Repeat the data that follows in full. Do not include the pictures.

**Provided entries:**

▬▬▬

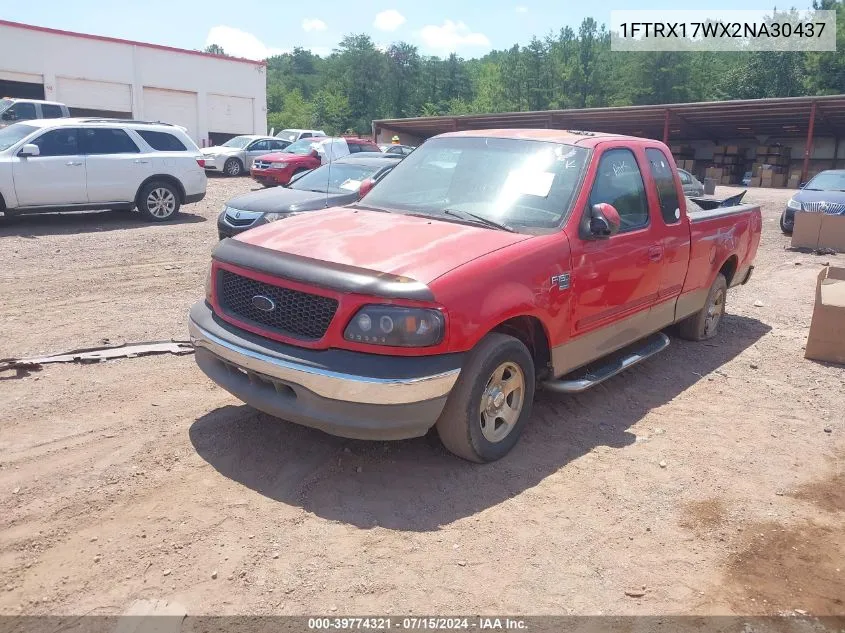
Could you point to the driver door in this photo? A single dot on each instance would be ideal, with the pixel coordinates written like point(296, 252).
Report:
point(56, 176)
point(615, 280)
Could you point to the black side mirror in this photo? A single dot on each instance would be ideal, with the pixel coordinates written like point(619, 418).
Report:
point(600, 222)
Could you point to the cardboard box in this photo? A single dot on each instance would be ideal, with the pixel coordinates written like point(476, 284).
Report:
point(826, 340)
point(819, 230)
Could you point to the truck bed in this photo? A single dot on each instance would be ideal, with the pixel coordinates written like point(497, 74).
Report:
point(697, 214)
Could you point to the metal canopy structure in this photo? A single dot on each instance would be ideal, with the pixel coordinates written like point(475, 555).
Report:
point(757, 119)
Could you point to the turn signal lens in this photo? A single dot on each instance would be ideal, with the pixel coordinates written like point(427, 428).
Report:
point(395, 326)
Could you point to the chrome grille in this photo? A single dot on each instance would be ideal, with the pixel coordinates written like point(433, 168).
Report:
point(293, 313)
point(831, 208)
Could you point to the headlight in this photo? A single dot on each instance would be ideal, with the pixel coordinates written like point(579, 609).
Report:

▬▬▬

**Answer space:**
Could you point to the driver door in this photo? A single dot on each instance would be ideal, with the pixel coordinates written like point(296, 252).
Report:
point(56, 176)
point(615, 280)
Could you point to the black side mirror in this photo? A single dot on each instance would be ideal, with the pixel coordinates written like point(619, 418).
Report:
point(600, 222)
Could you point to the cardboard box in this photo? A single dot on each instance would be ideal, with the pixel coordinates written like point(476, 284).
Report:
point(826, 340)
point(819, 230)
Could you point to the truck bed in this photo? A single dot on each instance would be ideal, with the pixel coordinates written like point(497, 74).
Report:
point(697, 214)
Could you point to the metal canopy structure in this photo? A single dot on each instance would be ideal, with the pixel coordinates written like point(475, 555).
Report:
point(757, 119)
Could you point to the turn signal lens in this photo? A single dot on each instance would be ideal, with the pixel coordinates written like point(427, 428).
Report:
point(395, 326)
Could you point to the chrome grille in this photo? A single dot on each instance would be ideal, with the pixel coordinates written like point(433, 168).
Report:
point(293, 313)
point(831, 208)
Could you point to the headlight in this photo? A single dot on each instance would be ideal, with the pixel coordinates written like point(579, 609).
Report:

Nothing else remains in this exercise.